====== RECORDS TO USE ======

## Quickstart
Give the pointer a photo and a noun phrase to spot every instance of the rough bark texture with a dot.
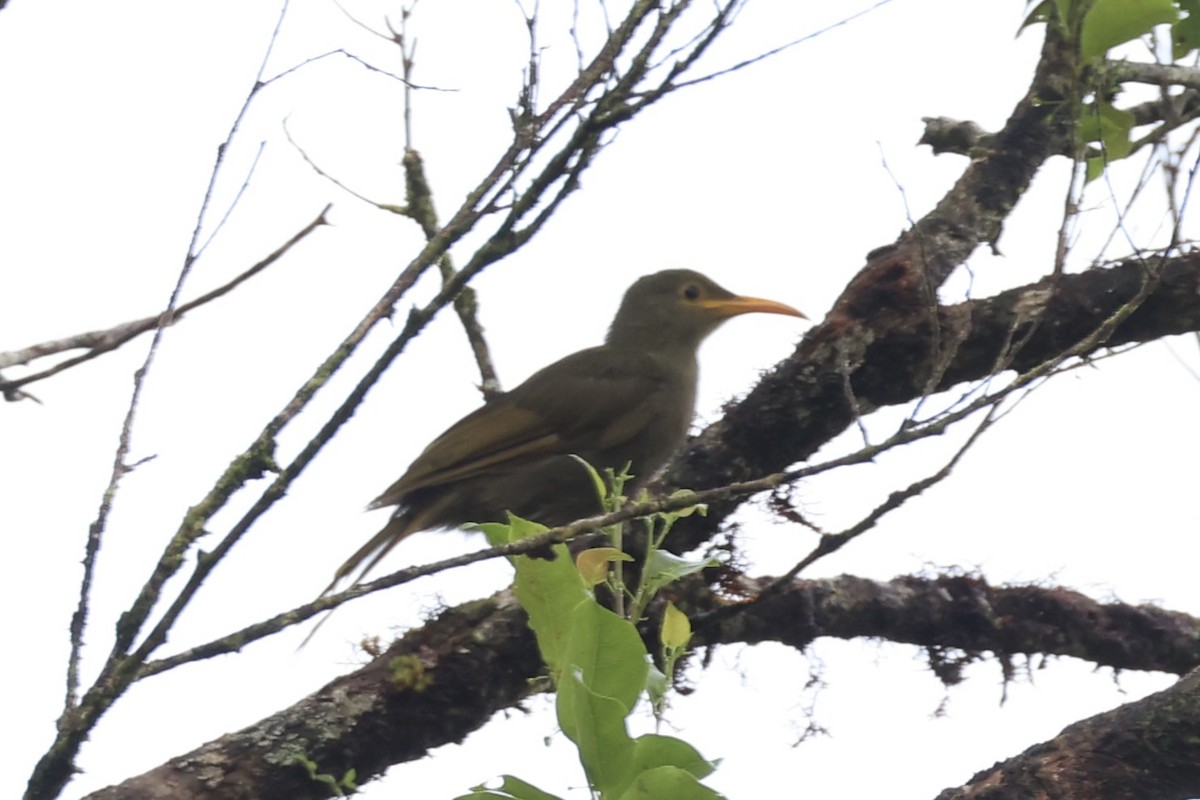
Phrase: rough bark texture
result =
(886, 341)
(430, 689)
(1141, 750)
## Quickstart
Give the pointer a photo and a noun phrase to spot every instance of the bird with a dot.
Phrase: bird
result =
(628, 402)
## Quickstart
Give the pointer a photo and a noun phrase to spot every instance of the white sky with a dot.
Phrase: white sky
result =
(771, 181)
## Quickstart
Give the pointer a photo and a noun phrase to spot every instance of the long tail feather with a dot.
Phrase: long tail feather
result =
(397, 529)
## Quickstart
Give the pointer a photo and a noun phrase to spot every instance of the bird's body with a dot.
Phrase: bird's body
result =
(628, 401)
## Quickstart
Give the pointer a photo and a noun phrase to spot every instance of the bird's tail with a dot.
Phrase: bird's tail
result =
(397, 529)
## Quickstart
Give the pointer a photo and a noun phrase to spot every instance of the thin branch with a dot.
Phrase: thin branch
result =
(100, 342)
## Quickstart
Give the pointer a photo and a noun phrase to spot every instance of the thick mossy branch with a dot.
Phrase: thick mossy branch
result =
(481, 657)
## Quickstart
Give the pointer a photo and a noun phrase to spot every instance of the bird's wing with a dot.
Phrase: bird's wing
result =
(583, 402)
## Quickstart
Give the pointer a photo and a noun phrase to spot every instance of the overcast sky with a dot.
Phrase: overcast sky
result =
(775, 181)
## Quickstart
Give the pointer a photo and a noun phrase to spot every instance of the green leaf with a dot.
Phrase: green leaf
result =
(652, 751)
(550, 590)
(1110, 127)
(597, 481)
(676, 630)
(1114, 22)
(502, 534)
(609, 654)
(1035, 13)
(511, 788)
(597, 726)
(669, 782)
(663, 567)
(1186, 32)
(593, 564)
(657, 686)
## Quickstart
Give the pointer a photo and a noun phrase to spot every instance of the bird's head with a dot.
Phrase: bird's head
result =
(678, 308)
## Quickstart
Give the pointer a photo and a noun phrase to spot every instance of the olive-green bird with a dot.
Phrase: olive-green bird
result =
(629, 401)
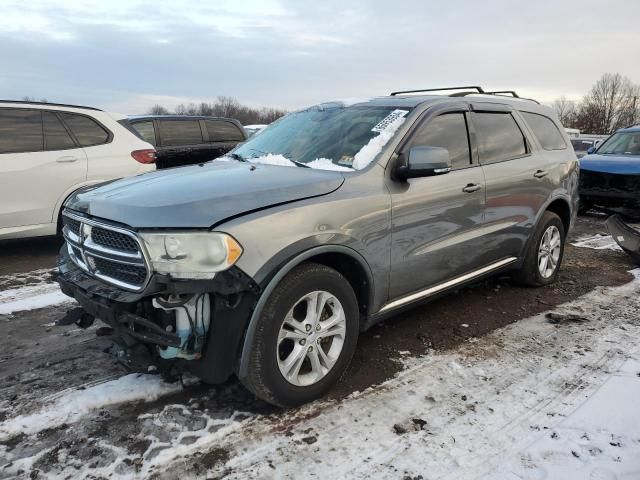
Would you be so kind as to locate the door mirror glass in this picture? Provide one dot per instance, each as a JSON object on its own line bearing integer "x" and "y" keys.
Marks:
{"x": 424, "y": 162}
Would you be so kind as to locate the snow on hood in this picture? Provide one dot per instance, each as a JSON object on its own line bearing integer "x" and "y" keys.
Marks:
{"x": 327, "y": 164}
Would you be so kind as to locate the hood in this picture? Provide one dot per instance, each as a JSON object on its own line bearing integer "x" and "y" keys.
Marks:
{"x": 619, "y": 164}
{"x": 201, "y": 196}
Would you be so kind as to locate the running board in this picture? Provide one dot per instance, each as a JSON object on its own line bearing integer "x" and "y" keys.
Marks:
{"x": 448, "y": 284}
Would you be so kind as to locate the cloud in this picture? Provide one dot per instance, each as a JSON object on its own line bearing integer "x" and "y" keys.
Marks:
{"x": 132, "y": 54}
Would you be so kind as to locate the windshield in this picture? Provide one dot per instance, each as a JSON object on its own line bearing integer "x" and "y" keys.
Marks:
{"x": 327, "y": 136}
{"x": 622, "y": 143}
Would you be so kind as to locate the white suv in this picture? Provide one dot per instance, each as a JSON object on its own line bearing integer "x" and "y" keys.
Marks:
{"x": 48, "y": 151}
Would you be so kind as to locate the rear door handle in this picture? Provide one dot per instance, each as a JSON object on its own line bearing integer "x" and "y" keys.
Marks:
{"x": 472, "y": 187}
{"x": 66, "y": 159}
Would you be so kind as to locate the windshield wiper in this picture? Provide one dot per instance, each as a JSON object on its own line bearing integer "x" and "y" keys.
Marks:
{"x": 236, "y": 156}
{"x": 295, "y": 162}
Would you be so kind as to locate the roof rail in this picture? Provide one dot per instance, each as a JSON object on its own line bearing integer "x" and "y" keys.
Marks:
{"x": 479, "y": 90}
{"x": 24, "y": 102}
{"x": 497, "y": 93}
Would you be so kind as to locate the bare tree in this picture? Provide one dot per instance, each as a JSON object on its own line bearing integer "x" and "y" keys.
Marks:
{"x": 228, "y": 107}
{"x": 566, "y": 110}
{"x": 612, "y": 103}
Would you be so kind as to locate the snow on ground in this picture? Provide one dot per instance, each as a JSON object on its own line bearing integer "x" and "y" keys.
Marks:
{"x": 76, "y": 403}
{"x": 533, "y": 400}
{"x": 597, "y": 242}
{"x": 31, "y": 297}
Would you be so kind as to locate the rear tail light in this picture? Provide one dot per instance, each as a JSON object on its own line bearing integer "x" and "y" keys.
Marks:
{"x": 144, "y": 156}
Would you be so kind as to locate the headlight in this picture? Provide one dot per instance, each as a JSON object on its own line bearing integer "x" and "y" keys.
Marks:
{"x": 191, "y": 254}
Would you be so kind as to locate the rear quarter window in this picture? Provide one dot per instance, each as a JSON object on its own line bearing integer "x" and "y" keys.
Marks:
{"x": 545, "y": 131}
{"x": 20, "y": 130}
{"x": 499, "y": 137}
{"x": 56, "y": 136}
{"x": 86, "y": 130}
{"x": 221, "y": 131}
{"x": 180, "y": 132}
{"x": 146, "y": 131}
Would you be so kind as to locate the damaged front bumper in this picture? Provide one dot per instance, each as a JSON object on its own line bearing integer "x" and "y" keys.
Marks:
{"x": 609, "y": 189}
{"x": 625, "y": 236}
{"x": 202, "y": 321}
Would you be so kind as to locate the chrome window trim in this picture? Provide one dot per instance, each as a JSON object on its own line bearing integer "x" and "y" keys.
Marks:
{"x": 86, "y": 246}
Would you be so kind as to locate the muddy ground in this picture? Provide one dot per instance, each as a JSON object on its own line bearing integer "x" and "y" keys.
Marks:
{"x": 40, "y": 360}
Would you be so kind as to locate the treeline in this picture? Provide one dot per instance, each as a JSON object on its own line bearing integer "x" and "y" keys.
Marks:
{"x": 613, "y": 102}
{"x": 228, "y": 107}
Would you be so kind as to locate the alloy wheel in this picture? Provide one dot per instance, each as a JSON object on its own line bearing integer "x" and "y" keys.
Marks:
{"x": 549, "y": 251}
{"x": 311, "y": 338}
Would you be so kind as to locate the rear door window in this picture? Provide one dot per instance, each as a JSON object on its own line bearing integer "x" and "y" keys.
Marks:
{"x": 499, "y": 137}
{"x": 221, "y": 131}
{"x": 146, "y": 131}
{"x": 20, "y": 130}
{"x": 180, "y": 132}
{"x": 86, "y": 130}
{"x": 56, "y": 136}
{"x": 446, "y": 131}
{"x": 545, "y": 131}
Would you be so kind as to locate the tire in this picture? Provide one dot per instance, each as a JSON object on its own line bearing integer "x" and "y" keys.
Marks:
{"x": 530, "y": 273}
{"x": 271, "y": 352}
{"x": 584, "y": 207}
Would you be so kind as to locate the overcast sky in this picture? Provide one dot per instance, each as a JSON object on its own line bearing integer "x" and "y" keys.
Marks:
{"x": 127, "y": 55}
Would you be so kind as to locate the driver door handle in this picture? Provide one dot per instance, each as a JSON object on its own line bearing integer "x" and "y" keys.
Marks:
{"x": 66, "y": 159}
{"x": 472, "y": 187}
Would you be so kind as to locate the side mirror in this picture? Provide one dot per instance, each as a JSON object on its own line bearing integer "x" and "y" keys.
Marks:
{"x": 423, "y": 162}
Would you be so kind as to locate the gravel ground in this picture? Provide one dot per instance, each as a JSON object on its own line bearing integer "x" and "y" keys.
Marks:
{"x": 43, "y": 365}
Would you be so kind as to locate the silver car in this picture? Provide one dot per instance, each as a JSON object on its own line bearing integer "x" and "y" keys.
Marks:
{"x": 268, "y": 262}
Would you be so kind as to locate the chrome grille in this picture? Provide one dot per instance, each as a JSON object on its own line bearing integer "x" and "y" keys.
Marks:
{"x": 111, "y": 239}
{"x": 109, "y": 253}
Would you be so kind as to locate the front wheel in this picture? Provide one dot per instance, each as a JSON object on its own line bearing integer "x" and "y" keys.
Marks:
{"x": 305, "y": 337}
{"x": 544, "y": 254}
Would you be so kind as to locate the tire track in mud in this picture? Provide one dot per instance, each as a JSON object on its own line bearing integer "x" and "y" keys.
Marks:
{"x": 199, "y": 430}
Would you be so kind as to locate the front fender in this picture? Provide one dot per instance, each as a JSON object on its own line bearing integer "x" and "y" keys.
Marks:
{"x": 273, "y": 277}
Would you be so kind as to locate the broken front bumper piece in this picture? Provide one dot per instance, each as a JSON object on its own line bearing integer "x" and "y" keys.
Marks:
{"x": 201, "y": 321}
{"x": 628, "y": 238}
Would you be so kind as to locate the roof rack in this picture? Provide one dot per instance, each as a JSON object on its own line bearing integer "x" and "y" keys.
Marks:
{"x": 24, "y": 102}
{"x": 479, "y": 90}
{"x": 468, "y": 91}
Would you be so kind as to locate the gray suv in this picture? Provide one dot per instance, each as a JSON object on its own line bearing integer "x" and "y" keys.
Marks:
{"x": 266, "y": 263}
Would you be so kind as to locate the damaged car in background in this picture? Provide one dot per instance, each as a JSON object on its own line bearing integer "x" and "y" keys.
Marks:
{"x": 610, "y": 174}
{"x": 268, "y": 262}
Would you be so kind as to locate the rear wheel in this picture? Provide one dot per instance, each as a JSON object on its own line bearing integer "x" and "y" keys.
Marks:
{"x": 305, "y": 337}
{"x": 544, "y": 255}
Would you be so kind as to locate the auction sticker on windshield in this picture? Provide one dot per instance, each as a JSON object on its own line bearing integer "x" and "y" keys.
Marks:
{"x": 386, "y": 121}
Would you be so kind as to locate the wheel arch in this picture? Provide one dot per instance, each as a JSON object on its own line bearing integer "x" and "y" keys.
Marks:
{"x": 343, "y": 259}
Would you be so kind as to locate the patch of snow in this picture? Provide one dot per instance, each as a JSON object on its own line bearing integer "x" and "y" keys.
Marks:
{"x": 598, "y": 440}
{"x": 75, "y": 403}
{"x": 31, "y": 297}
{"x": 349, "y": 101}
{"x": 271, "y": 159}
{"x": 372, "y": 149}
{"x": 327, "y": 164}
{"x": 597, "y": 242}
{"x": 487, "y": 409}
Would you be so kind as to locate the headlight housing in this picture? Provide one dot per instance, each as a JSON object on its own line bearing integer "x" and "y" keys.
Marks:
{"x": 194, "y": 255}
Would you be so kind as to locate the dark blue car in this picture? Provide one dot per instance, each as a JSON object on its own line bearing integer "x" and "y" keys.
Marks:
{"x": 610, "y": 174}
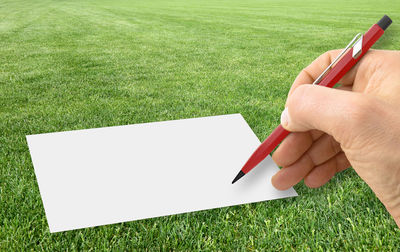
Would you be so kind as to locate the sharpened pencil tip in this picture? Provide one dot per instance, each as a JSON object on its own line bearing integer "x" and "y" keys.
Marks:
{"x": 240, "y": 174}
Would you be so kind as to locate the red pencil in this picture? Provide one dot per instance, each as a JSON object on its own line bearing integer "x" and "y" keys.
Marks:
{"x": 327, "y": 79}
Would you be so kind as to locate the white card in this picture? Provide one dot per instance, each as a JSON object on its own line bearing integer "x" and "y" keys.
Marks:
{"x": 109, "y": 175}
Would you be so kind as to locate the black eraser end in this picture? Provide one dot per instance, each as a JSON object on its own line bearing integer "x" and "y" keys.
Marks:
{"x": 384, "y": 22}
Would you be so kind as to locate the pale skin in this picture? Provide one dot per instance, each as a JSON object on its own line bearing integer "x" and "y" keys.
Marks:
{"x": 356, "y": 125}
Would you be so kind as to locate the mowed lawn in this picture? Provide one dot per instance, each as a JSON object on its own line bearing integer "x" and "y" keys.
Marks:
{"x": 67, "y": 65}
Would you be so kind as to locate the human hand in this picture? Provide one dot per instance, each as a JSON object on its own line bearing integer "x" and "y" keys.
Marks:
{"x": 334, "y": 129}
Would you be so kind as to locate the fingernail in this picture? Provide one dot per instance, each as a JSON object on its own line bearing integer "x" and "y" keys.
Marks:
{"x": 285, "y": 117}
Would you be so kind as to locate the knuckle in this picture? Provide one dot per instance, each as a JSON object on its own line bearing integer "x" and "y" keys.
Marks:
{"x": 360, "y": 111}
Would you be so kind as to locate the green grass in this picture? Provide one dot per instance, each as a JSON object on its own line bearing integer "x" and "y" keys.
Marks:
{"x": 67, "y": 65}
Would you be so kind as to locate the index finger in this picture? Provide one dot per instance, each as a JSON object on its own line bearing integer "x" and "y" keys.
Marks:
{"x": 309, "y": 74}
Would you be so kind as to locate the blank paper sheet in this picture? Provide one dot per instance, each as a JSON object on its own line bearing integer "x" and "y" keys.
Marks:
{"x": 109, "y": 175}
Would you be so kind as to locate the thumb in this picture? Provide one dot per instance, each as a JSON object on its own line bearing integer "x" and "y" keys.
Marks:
{"x": 335, "y": 112}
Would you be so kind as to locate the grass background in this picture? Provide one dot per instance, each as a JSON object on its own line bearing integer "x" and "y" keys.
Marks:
{"x": 67, "y": 65}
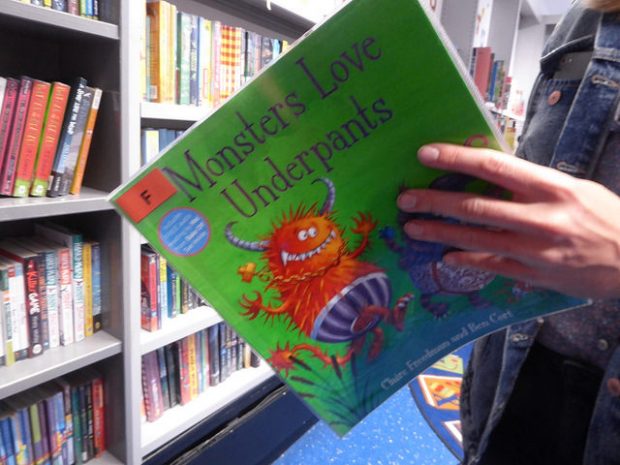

======

### PROBLEM DESCRIPTION
Format the part of the material that begins with the line containing "Would you be so kind as to locate the knuckle" and continues to the end as a Markdown table with the columns "Row" and "Entry." Skip blank lines, and leave the pictures out of the answer.

### TASK ANSWER
| Row | Entry |
|---|---|
| 1 | Would you be so kind as to locate the knuckle in this picture? Provide one dot per instance, each as a JSON object on its own line bearing integer "x" and "y" keys. |
| 2 | Marks: |
| 3 | {"x": 360, "y": 111} |
| 4 | Would you be so kind as to locate the green grass in this picture? Provide one dot per instance, each as a JSON object on its own line bearing integer "x" and "y" keys. |
| 5 | Marks: |
| 6 | {"x": 67, "y": 65} |
| 7 | Would you be so kind as to locate the index finger in this picture? Provide one dot per instance, each as a JSON object on its own line bearing integer "x" and "y" keys. |
| 8 | Marks: |
| 9 | {"x": 309, "y": 74} |
| 10 | Would you be so kind as to locate the blank paper sheet in this picture? Provide one dot per instance, each as a JSON object on its own line bearing integer "x" and "y" keys. |
| 11 | Marks: |
| 12 | {"x": 109, "y": 175} |
| 13 | Would you be so kind as to locate the thumb in this picture? Provide one dot per instance, each as a JSON object on its own line bearing integer "x" and "y" keys. |
| 14 | Marks: |
| 15 | {"x": 335, "y": 112} |
| 16 | Would you be so kind as to locate the grass background in this picture? Provide one dot per instance, each as a JSON object on its own line bearing integer "x" and "y" keys. |
| 17 | Marks: |
| 18 | {"x": 67, "y": 65} |